LISTE DES TÂCHES -
1. Traduisez en anglais cette phrase du texte cité : « Arrivé à la date butoir, l’État n’a pas daigné répondre à la juridiction suprême de l’ordre administratif. »
2. Repérez dans la liste chaque ligne où figure le mot « distant », puis recopiez ces lignes.

Selon un rapport du Programme des Nations unies pour l’environnement (PNUE) datant de 2016, les crimes contre l’environnement seraient même la 4e activité illégale la plus lucrative, estimée entre 91 et 258 milliards de dollars annuels. Autant de coups d’épée dans l’eau, au vu de la vitesse à laquelle celle-ci continue de monter. Symbole de cette inefficacité en France : le Conseil d’État condamnait le gouvenement en juillet 2021 et lui donnait jusqu’au 31 mars 2022 pour « prendre des mesures supplémentaires » et renforcer sa politique climatique. Arrivé à la date butoir, l’État n’a pas daigné répondre à la juridiction suprême de l’ordre administratif. En écho à ce non-événement, le 29 juin, le Haut Conseil pour le climat (HCC) publiait son rapport annuel estimant que la réponse de la France restait « insuffisante » pour tenir ses engagements climatiques.
Puisque le danger est dorénavant incontestable – les canicules ou inondations mortelles intensifiées par le réchauffement se multiplient en France –, le citoyen dépourvu d’autre levier efficace serait-il en droit de couper le chauffage lui-même ? Autrement dit, de mettre hors service les industries polluantes en invoquant la légitime défense ? L’écosabotage, qui semble doucement ressurgir ces dernières années, pourrait être tenté d’investir le terrain judiciaire. Faire, à la suite de la désobéissance civile, ce que le sociologue Albert Ogien appelle « un usage sauvage du droit » : forcer par une action illégale l’intervention du juge et espérer changer par la jurisprudence la norme de l’intérieur. Ainsi les militants d’Agir pour le climat justifient-ils la dégradation d’affiches publicitaires par de la « légitime défense climatique ». « Rien n’est délirant a priori en droit, on peut tout imaginer et tout plaider, s’amuse Diane Roman. Mais la légitime défense obéit à des critères très précis, la réponse doit être immédiate, proportionnée et faire face à un acte illégal. »

LIGNES D'ENTRÉE -

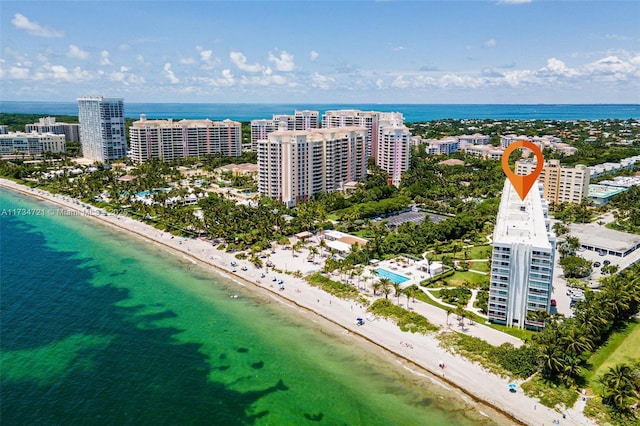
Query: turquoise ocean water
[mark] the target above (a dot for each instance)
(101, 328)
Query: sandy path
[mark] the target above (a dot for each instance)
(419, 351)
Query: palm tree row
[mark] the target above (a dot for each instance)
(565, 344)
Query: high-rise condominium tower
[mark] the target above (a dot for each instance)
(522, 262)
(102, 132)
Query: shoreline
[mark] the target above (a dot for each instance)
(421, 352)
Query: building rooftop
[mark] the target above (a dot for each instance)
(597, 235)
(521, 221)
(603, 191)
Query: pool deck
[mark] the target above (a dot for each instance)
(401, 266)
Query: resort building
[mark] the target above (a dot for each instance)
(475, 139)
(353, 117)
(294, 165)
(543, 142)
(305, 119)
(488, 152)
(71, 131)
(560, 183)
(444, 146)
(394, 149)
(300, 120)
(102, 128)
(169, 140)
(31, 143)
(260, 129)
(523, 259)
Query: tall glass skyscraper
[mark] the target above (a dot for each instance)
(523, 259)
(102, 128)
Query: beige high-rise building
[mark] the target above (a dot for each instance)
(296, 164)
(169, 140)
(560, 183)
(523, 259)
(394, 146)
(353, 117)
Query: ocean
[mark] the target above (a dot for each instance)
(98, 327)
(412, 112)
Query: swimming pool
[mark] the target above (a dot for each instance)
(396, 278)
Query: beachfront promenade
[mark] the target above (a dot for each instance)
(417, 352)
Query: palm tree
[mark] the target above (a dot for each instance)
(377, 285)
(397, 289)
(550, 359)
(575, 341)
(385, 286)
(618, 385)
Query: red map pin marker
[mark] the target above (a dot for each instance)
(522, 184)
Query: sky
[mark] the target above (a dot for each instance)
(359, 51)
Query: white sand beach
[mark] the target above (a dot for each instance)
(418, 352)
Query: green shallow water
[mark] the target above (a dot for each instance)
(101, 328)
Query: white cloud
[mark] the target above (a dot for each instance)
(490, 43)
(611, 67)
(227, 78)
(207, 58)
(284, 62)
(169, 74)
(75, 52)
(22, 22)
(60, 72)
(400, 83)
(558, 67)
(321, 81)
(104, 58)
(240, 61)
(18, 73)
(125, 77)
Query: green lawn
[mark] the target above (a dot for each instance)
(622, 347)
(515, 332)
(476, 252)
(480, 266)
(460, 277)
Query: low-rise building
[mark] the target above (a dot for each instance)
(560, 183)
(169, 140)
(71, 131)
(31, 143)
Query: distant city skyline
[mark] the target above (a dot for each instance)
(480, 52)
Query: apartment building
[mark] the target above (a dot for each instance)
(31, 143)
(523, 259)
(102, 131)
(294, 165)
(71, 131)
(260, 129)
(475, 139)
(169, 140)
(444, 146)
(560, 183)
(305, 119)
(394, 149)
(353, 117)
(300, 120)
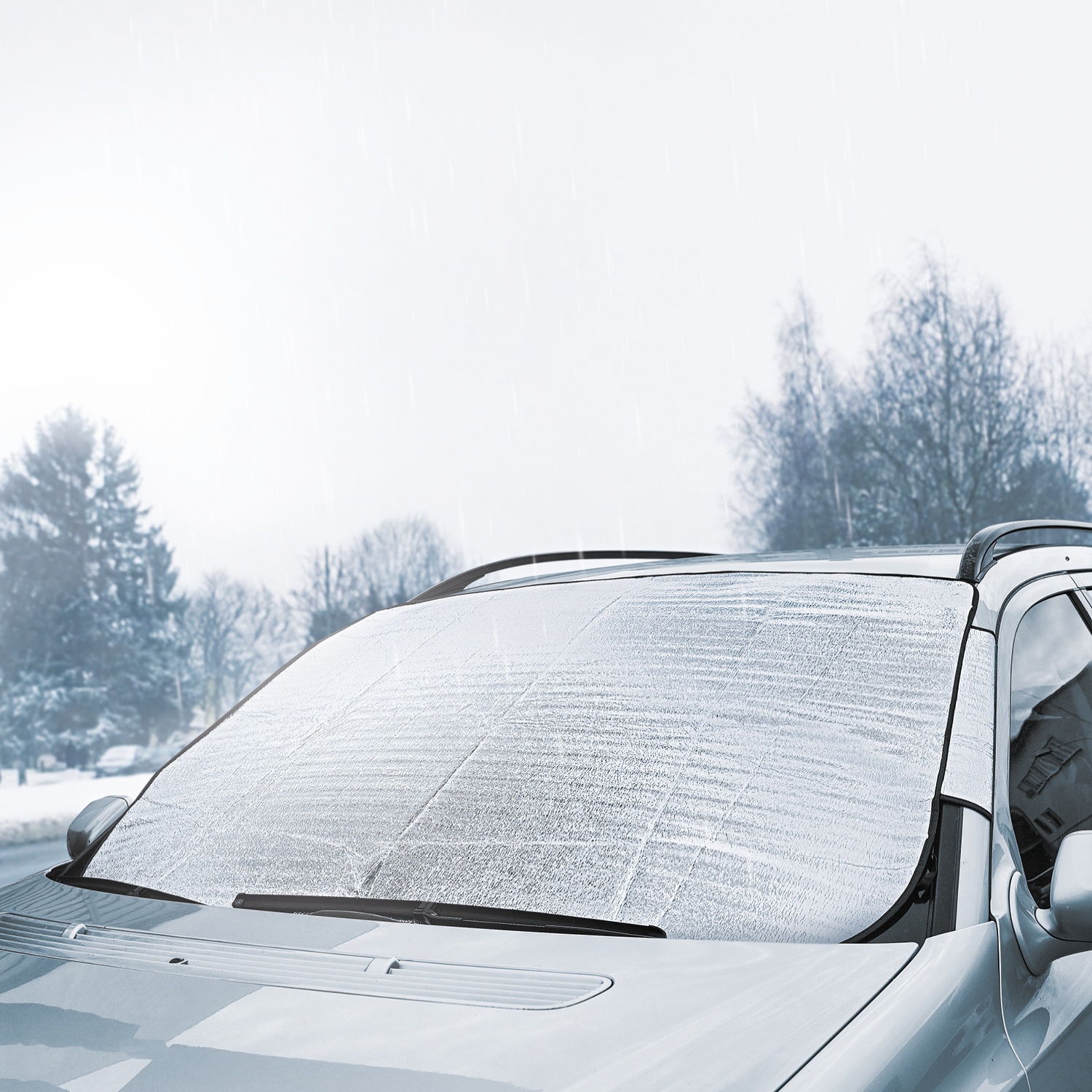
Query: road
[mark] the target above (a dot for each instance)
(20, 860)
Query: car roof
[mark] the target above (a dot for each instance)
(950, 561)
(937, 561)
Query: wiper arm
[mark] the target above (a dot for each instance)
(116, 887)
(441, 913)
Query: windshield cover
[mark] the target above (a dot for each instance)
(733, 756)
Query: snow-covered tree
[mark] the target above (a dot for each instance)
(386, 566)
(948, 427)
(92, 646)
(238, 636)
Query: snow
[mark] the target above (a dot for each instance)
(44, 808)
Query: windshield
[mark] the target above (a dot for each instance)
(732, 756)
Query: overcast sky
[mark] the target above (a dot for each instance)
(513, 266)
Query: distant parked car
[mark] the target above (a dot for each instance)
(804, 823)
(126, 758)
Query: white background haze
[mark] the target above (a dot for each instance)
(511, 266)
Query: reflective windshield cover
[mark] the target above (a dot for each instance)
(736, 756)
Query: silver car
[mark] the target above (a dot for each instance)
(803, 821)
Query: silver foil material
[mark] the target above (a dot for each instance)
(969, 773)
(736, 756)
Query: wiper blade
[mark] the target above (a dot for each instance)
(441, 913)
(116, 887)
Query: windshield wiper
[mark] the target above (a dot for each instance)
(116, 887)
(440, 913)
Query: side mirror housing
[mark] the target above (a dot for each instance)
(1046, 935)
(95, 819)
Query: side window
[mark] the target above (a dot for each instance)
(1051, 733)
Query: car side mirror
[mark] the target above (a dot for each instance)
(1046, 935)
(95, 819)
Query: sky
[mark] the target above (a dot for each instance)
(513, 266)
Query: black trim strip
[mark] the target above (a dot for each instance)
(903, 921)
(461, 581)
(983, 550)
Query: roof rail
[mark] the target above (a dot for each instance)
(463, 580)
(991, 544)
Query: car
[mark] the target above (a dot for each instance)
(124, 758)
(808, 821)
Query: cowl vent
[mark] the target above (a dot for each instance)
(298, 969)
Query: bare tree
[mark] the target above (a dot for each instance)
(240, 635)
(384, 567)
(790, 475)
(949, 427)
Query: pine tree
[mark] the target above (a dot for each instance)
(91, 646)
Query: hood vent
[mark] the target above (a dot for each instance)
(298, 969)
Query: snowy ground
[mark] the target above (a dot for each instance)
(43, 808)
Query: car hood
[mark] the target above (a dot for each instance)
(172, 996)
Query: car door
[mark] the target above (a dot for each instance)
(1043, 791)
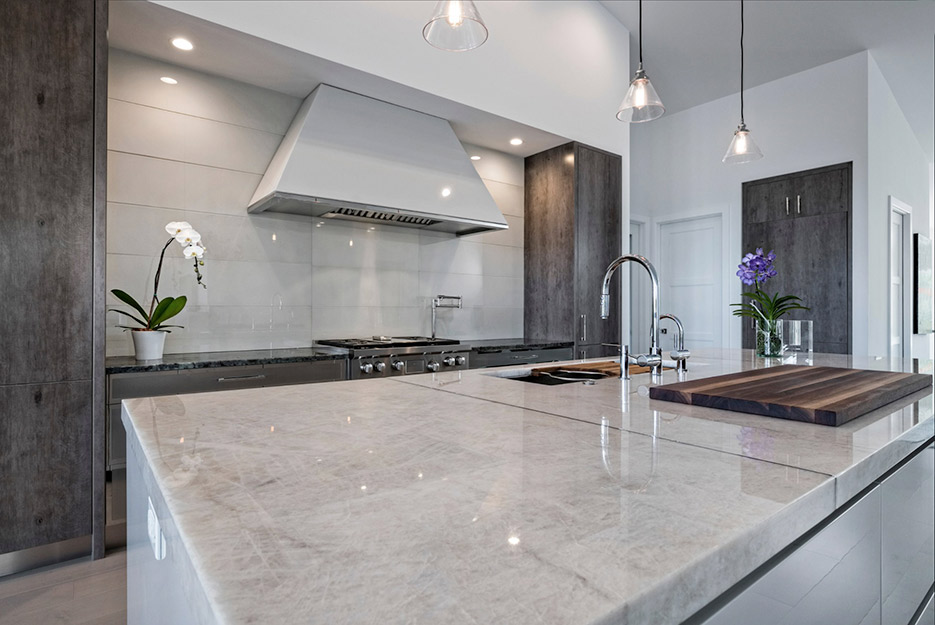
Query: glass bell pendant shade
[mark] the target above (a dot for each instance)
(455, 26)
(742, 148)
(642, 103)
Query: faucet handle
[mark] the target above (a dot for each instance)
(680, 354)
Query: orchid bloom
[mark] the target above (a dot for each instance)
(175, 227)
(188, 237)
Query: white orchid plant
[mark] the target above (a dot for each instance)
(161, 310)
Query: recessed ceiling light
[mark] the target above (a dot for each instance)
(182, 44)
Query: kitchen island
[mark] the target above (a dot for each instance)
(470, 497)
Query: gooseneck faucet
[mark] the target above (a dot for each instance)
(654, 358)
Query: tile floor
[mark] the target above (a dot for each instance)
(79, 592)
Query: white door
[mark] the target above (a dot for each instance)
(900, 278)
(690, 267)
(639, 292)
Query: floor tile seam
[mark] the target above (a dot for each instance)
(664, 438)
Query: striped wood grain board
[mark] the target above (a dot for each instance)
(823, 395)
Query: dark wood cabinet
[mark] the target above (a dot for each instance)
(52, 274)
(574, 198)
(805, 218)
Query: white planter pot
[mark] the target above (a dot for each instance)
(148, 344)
--
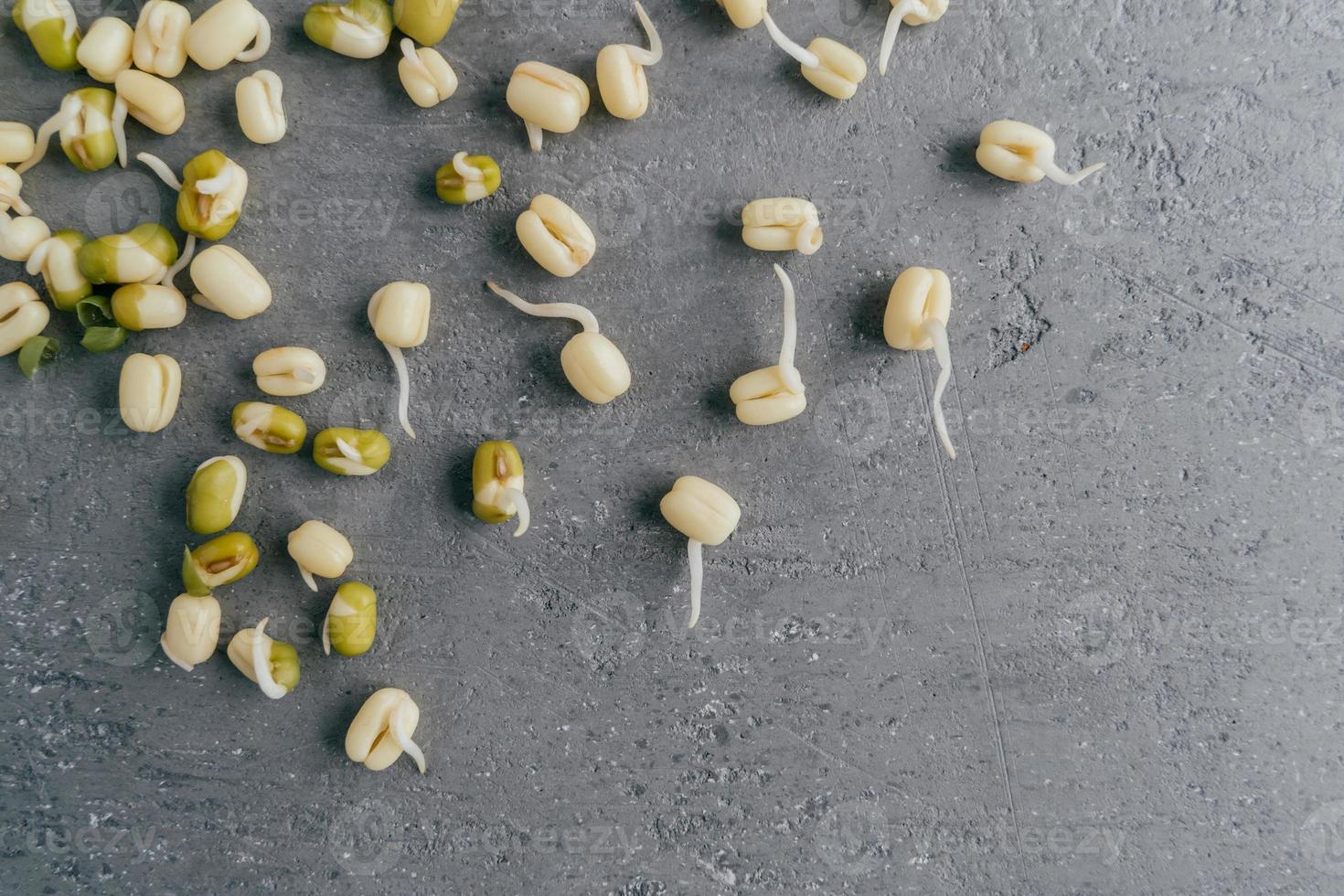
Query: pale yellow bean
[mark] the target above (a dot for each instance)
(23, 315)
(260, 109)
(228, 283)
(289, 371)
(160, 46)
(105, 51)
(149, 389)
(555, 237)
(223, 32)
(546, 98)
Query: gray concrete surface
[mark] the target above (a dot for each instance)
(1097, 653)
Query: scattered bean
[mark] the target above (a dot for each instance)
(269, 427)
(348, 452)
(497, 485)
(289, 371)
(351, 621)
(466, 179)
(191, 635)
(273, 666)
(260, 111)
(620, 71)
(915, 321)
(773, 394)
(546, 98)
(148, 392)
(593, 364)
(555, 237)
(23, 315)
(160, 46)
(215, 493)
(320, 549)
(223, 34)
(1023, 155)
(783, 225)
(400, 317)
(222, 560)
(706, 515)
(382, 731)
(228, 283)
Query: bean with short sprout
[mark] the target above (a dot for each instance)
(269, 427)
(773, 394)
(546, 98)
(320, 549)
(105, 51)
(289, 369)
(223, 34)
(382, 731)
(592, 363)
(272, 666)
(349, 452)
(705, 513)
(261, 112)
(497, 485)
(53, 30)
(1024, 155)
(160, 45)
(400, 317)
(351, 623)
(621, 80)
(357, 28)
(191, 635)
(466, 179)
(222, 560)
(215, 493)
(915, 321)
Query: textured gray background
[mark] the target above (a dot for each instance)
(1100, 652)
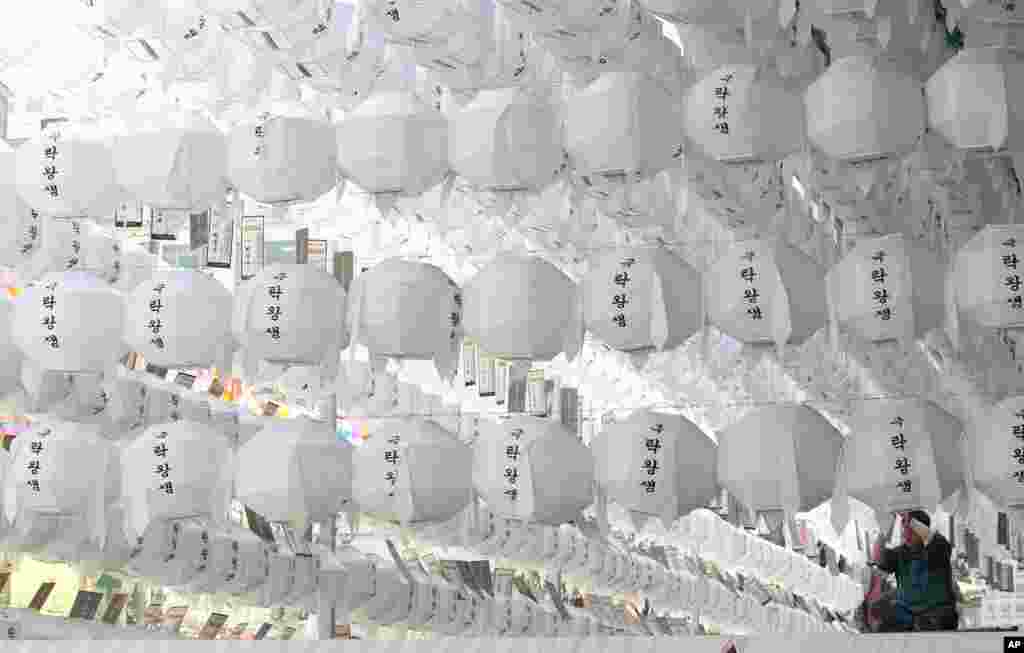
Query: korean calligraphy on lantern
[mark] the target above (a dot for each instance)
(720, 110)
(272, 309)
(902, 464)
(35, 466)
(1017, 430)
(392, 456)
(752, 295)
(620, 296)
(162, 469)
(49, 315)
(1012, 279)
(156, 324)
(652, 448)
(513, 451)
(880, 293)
--
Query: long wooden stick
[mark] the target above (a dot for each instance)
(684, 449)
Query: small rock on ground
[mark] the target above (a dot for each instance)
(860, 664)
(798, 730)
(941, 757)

RÉPONSES PAR TÂCHE -
1. When the deadline arrived, the State did not deign to respond to the highest court of the administrative system.

2.
Query: distant city skyline
Query: distant parked car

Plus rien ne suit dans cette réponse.